Referring expression pointing data:
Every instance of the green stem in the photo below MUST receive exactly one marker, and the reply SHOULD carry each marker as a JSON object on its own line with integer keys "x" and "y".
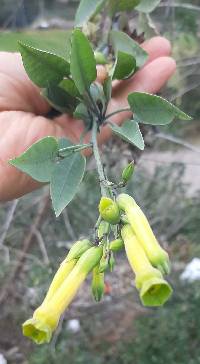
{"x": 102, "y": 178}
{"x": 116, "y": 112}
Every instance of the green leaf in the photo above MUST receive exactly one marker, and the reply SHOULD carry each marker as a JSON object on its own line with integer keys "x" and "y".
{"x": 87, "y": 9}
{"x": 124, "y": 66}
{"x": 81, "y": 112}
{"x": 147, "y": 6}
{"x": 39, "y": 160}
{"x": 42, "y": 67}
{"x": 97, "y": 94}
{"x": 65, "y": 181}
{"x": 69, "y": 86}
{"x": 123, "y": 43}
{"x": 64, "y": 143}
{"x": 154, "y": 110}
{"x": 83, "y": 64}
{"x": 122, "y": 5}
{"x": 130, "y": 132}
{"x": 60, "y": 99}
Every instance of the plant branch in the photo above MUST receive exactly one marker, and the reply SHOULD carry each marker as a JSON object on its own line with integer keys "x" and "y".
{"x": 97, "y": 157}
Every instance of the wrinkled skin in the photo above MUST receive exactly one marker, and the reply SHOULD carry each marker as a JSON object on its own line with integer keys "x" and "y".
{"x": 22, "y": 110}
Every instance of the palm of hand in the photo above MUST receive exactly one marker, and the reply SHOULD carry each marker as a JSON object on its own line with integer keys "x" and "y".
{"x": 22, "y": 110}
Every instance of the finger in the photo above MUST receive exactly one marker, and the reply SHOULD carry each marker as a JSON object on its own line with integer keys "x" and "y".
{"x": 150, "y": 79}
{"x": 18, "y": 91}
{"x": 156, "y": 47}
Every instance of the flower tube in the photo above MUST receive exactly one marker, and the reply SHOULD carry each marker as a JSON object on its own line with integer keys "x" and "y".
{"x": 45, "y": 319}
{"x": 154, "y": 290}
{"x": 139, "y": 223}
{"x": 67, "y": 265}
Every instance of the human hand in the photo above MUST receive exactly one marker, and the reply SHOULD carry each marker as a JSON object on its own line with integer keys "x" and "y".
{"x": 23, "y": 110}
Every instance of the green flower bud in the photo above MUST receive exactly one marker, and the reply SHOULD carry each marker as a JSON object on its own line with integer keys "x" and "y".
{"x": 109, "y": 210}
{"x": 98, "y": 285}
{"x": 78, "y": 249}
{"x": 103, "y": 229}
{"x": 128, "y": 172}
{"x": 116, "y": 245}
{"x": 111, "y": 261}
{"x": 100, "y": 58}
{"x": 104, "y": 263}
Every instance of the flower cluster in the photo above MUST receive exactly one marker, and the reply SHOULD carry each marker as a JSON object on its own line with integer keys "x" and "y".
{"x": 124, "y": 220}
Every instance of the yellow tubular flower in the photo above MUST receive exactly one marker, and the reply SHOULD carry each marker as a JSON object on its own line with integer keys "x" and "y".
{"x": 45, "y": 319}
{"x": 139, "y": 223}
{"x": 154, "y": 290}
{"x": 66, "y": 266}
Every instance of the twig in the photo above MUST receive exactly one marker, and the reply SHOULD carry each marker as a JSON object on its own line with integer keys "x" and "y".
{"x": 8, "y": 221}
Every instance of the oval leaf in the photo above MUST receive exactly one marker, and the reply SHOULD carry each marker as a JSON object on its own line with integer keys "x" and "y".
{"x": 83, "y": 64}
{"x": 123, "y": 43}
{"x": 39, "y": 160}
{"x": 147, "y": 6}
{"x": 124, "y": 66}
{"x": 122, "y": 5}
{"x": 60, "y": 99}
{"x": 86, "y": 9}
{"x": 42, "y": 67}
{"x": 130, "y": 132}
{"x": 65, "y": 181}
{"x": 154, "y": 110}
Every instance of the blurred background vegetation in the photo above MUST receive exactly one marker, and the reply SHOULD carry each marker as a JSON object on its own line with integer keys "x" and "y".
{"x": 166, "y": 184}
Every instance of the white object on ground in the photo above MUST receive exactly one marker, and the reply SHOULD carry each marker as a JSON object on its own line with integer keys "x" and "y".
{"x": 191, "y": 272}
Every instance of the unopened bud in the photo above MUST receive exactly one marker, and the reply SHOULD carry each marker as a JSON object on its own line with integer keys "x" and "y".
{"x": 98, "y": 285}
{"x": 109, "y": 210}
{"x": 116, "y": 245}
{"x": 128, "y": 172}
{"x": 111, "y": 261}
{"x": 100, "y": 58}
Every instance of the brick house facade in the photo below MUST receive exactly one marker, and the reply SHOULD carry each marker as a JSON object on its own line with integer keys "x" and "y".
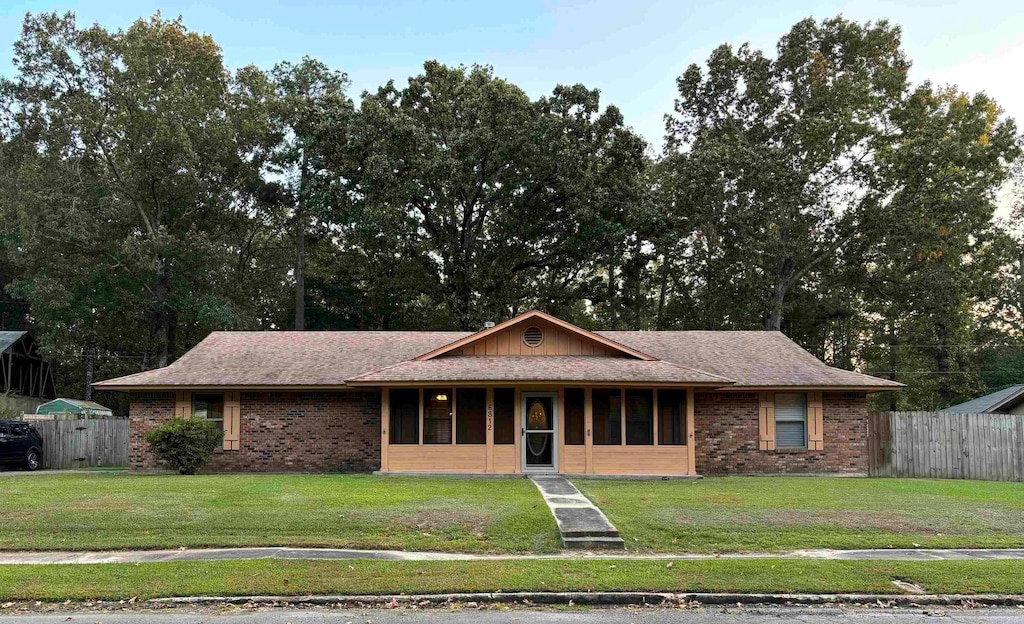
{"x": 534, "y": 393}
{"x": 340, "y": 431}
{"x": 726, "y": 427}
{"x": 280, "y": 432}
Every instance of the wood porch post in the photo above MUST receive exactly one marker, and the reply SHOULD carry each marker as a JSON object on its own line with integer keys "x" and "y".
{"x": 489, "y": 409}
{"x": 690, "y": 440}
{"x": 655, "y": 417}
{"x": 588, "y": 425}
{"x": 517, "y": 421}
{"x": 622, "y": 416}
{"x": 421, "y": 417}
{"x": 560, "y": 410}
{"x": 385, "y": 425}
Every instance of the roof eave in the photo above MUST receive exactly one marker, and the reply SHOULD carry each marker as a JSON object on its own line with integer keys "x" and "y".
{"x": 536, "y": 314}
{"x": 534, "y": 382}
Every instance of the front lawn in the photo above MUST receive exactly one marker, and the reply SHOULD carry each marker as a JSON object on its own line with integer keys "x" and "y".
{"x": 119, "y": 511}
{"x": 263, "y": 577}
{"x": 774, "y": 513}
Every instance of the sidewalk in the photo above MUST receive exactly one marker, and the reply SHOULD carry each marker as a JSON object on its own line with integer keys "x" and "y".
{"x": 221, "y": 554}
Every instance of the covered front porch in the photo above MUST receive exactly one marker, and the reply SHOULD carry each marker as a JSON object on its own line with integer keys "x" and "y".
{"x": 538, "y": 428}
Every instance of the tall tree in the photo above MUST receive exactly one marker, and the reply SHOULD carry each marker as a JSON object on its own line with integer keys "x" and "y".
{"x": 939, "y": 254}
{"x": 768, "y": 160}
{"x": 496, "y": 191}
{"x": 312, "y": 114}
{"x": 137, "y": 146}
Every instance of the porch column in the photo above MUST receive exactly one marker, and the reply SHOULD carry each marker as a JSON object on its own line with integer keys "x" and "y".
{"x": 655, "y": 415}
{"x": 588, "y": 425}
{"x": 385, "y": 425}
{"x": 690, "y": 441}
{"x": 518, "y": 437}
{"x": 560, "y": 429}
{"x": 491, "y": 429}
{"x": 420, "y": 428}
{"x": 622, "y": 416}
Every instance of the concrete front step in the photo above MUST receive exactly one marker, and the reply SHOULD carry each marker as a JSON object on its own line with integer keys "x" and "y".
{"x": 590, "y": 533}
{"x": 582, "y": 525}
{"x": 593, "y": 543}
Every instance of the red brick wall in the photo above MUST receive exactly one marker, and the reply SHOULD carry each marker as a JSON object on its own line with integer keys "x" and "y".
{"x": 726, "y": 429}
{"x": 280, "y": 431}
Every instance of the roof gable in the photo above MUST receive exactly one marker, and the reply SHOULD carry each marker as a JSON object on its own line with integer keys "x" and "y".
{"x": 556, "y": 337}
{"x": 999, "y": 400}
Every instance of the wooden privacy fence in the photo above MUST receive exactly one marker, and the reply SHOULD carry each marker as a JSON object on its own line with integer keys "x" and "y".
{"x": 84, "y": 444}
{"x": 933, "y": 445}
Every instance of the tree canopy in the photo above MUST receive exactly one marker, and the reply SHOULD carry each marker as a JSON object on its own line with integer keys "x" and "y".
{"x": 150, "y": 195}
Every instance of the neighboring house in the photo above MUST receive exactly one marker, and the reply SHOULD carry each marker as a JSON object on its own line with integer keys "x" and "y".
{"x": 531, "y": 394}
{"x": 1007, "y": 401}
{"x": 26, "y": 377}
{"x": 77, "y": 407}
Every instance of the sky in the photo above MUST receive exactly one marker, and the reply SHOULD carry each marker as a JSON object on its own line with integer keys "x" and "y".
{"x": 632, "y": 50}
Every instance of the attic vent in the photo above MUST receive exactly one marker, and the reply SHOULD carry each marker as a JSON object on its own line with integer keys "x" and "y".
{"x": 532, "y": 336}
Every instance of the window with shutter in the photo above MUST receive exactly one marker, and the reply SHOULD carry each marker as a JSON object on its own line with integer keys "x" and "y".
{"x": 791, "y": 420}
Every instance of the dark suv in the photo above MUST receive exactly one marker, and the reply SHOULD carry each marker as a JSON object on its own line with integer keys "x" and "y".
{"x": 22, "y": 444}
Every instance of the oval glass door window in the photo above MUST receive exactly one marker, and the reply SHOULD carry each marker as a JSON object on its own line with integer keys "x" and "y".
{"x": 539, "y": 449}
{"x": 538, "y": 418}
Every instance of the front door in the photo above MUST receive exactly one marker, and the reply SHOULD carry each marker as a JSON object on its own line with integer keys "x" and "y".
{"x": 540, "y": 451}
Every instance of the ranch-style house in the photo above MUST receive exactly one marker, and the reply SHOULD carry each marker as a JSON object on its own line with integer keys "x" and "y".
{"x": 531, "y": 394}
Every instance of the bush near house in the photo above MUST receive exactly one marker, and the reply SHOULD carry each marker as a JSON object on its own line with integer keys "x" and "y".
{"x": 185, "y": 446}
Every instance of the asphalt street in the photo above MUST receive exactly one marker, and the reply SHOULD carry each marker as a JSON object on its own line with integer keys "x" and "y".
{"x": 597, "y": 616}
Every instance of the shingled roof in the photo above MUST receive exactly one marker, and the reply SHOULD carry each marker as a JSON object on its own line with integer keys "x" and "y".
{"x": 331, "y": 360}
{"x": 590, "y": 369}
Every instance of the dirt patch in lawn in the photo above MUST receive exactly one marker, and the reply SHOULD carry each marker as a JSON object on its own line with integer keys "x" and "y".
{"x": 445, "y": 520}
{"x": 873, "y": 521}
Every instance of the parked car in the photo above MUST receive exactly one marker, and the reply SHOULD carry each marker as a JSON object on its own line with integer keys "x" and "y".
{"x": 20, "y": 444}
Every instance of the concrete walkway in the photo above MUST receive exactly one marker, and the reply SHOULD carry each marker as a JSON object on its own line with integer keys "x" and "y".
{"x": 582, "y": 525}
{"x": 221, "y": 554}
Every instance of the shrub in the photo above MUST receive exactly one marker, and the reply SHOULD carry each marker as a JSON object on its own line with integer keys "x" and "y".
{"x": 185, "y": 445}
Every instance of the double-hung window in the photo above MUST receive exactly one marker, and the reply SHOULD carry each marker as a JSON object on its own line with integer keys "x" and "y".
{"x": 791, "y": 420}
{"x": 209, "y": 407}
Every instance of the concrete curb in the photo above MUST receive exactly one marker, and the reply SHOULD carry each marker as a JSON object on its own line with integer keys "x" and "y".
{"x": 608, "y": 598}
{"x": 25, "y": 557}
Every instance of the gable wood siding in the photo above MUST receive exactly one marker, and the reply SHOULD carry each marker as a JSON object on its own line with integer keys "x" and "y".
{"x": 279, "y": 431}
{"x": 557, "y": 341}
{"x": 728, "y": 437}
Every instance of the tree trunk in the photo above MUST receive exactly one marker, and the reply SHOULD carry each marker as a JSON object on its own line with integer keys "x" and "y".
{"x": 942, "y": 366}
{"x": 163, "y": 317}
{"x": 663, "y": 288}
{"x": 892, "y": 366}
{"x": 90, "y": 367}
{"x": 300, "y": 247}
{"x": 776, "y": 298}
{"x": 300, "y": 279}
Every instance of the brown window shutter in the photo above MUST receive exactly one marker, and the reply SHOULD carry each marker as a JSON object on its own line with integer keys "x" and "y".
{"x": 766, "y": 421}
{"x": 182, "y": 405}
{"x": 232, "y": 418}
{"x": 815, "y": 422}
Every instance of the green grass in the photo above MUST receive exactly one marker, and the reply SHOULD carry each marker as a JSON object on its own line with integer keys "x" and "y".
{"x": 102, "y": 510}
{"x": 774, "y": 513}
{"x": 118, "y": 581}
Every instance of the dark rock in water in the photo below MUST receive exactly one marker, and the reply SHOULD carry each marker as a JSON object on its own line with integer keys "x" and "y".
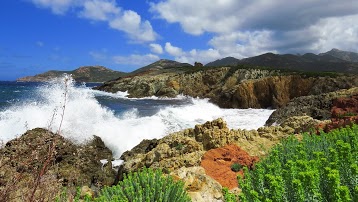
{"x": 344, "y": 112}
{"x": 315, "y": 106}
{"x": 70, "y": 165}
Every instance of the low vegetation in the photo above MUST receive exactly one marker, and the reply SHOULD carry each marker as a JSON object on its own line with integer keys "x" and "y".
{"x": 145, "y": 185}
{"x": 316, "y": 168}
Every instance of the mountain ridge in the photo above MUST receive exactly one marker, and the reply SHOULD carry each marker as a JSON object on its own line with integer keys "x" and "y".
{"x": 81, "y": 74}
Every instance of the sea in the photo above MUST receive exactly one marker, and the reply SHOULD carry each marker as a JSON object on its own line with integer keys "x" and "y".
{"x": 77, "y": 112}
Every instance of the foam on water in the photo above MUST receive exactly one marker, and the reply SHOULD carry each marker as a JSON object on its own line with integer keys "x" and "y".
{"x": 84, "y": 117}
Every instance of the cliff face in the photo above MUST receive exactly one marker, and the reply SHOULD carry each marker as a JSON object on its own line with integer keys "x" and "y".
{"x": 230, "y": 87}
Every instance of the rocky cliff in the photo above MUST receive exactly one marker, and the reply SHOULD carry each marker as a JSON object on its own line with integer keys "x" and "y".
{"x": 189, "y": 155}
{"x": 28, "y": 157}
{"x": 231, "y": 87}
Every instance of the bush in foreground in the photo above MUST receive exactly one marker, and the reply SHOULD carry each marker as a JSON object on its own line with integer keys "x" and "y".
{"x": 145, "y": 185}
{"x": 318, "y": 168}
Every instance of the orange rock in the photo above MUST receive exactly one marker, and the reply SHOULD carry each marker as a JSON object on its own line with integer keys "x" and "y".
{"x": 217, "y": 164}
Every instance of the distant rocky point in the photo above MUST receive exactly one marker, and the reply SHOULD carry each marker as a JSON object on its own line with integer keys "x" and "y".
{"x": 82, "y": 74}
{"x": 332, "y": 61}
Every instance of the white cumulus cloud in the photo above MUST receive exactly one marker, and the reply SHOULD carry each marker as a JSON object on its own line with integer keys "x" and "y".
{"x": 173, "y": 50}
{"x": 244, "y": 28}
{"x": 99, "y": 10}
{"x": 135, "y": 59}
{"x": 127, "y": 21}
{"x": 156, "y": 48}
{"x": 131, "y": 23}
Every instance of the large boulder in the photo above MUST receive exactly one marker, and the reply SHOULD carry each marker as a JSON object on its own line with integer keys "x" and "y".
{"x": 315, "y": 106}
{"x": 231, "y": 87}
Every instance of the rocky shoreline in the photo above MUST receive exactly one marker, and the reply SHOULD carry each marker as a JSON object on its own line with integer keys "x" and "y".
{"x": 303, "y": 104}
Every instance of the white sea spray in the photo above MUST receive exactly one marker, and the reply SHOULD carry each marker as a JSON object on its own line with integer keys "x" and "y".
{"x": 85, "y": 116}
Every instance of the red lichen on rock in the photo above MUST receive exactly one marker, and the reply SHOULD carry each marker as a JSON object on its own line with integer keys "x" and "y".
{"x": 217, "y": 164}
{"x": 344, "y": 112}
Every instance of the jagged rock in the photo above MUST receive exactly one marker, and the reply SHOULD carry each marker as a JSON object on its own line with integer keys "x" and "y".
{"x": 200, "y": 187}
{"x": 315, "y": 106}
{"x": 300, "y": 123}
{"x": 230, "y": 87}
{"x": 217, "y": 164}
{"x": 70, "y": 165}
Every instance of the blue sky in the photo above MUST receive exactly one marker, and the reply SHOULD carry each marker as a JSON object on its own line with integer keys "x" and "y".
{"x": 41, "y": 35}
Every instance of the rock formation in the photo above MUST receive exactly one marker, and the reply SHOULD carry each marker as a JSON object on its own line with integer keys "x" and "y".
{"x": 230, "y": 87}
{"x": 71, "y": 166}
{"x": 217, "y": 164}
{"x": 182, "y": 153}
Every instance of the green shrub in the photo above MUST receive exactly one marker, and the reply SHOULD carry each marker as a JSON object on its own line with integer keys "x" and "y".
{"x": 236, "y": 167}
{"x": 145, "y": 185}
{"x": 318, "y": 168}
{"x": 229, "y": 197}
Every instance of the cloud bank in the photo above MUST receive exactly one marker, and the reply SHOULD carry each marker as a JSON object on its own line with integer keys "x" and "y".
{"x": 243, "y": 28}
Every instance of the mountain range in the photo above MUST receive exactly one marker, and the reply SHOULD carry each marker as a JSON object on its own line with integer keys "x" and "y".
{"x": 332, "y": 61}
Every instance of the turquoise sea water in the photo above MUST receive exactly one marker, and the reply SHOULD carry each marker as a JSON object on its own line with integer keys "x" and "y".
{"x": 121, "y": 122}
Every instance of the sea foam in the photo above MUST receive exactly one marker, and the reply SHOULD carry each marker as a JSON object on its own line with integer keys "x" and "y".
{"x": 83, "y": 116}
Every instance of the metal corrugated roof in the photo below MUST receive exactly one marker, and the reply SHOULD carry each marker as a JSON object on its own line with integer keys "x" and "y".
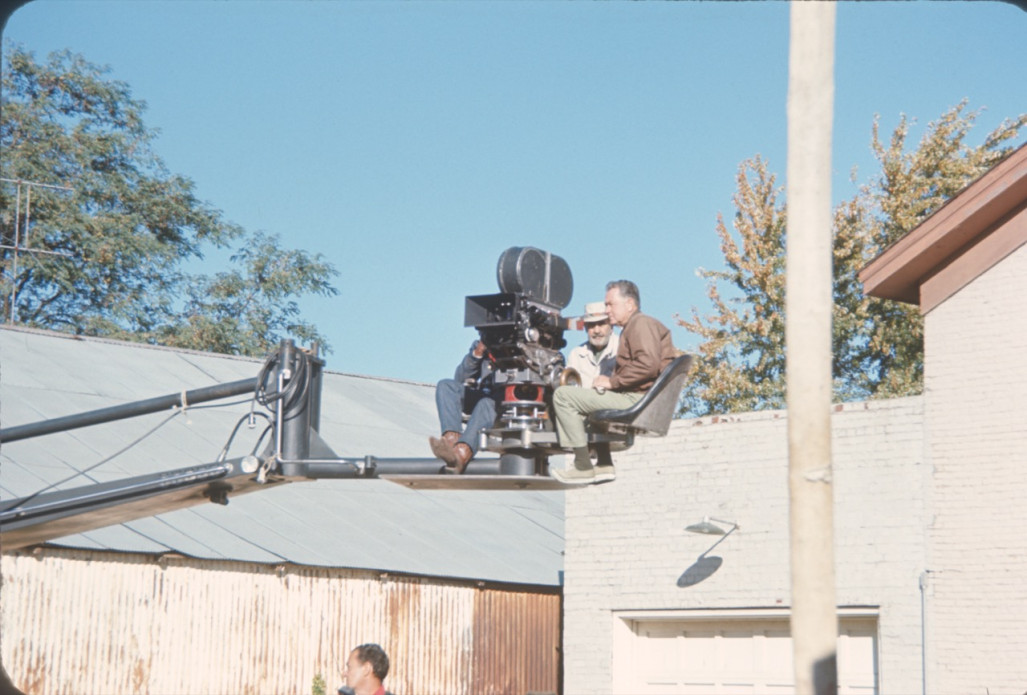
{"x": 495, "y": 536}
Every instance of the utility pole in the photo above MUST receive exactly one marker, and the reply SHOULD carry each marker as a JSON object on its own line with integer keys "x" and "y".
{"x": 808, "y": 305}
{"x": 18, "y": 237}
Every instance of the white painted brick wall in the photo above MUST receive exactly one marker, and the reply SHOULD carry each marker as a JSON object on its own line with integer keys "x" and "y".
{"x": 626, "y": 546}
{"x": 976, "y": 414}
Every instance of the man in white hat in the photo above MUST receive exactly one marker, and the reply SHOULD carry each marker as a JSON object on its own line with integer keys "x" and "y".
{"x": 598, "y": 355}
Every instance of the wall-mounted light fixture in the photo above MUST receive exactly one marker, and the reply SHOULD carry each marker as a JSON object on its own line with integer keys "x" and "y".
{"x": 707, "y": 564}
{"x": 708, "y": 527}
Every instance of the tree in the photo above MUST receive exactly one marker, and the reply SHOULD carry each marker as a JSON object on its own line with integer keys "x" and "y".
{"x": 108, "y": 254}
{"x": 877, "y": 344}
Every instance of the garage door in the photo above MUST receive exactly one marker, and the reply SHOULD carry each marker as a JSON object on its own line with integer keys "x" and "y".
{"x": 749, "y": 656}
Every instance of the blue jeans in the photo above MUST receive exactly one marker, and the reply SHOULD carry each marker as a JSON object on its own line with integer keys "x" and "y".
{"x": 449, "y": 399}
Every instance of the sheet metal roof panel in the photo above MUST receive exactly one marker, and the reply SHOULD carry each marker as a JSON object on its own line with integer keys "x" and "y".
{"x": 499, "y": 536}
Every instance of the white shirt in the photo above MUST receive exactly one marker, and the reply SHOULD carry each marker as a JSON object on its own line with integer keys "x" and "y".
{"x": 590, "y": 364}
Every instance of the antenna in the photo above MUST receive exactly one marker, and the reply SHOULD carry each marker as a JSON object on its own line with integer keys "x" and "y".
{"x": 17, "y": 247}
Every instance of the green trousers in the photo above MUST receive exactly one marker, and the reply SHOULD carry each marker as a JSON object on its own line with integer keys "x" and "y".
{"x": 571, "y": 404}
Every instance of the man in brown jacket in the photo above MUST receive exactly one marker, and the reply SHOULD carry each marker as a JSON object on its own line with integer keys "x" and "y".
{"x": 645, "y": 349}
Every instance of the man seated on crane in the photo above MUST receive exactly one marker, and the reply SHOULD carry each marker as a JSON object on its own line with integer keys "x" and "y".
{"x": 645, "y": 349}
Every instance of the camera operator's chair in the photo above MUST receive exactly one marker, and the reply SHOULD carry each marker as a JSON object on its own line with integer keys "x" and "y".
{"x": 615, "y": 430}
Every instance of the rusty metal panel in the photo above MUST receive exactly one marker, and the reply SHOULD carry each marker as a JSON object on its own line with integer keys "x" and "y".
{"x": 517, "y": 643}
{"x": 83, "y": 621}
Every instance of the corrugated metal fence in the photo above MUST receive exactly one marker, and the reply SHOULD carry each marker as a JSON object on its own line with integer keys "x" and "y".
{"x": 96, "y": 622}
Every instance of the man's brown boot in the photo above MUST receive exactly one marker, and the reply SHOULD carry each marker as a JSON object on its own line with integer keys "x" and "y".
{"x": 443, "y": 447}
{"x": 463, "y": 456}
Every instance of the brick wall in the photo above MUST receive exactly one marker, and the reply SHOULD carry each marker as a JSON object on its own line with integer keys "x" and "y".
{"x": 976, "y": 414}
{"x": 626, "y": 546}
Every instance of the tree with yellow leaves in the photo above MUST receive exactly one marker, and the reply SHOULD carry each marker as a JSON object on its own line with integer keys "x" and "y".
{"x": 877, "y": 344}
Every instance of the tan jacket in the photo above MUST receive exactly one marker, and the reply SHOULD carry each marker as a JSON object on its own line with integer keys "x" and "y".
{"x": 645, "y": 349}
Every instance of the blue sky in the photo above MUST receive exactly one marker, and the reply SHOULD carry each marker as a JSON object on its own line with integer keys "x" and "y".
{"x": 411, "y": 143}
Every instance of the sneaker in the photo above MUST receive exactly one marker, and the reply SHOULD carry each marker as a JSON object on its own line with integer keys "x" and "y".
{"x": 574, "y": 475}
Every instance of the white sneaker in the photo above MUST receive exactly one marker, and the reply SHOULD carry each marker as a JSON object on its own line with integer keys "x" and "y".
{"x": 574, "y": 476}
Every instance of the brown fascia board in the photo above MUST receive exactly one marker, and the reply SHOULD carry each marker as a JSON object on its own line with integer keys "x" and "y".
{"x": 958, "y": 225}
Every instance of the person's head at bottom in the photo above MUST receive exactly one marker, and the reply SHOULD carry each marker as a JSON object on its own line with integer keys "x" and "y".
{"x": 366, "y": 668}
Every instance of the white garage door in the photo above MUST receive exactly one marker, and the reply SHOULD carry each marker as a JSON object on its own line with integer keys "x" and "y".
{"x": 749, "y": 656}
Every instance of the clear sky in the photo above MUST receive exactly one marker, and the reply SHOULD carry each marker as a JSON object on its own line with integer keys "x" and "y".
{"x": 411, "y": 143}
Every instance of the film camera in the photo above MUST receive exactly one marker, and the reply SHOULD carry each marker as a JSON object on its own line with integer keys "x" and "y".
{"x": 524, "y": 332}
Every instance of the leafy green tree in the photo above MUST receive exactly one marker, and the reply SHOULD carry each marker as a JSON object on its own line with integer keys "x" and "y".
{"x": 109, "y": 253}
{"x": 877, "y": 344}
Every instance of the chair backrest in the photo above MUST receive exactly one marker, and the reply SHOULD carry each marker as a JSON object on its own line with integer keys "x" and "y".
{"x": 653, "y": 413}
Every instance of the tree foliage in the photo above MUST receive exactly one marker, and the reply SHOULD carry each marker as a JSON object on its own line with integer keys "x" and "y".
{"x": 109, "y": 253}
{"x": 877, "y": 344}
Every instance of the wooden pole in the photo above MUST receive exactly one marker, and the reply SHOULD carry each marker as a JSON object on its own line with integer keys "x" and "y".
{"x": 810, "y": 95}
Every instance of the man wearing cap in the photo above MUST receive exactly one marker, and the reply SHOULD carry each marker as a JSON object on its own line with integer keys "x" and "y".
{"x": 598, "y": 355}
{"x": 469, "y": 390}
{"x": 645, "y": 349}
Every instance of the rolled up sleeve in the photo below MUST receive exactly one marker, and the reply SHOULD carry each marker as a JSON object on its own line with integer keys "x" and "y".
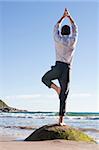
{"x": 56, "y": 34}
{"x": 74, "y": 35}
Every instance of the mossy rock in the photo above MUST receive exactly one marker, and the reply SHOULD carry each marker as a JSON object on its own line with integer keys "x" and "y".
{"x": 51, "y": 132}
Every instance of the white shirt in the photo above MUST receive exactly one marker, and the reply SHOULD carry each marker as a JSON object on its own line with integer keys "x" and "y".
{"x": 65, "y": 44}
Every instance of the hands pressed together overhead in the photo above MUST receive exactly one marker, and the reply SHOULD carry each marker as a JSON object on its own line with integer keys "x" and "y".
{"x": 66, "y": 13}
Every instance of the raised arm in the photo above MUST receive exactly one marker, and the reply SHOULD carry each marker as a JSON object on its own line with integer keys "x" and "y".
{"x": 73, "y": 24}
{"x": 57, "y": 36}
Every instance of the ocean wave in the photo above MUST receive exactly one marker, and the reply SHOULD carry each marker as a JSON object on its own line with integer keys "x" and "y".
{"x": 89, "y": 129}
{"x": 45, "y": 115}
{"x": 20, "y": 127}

_Exercise aim_
Output, and output only, the lines from the one containing "Every instance of the hands" through the last line of the data above.

_Written response_
Every instance of the hands pressed together overhead in the photo above MUST receive exactly one marker, and the reply SHOULD carry each marker as a JSON object on its own line with integer keys "x" and "y".
{"x": 66, "y": 13}
Every instance of the raised arm in the photo above MUST receive exactly one marker, and the reply SHOULD carry each marker as a JSON object on its own line with integer keys "x" and "y".
{"x": 73, "y": 24}
{"x": 57, "y": 36}
Every instance of the ocean wave in the photo above MUST receive exactly one marker, and the reply SHOULD carry each marker as a JSON object on its own line with integer keys "x" and "y".
{"x": 89, "y": 129}
{"x": 45, "y": 115}
{"x": 20, "y": 127}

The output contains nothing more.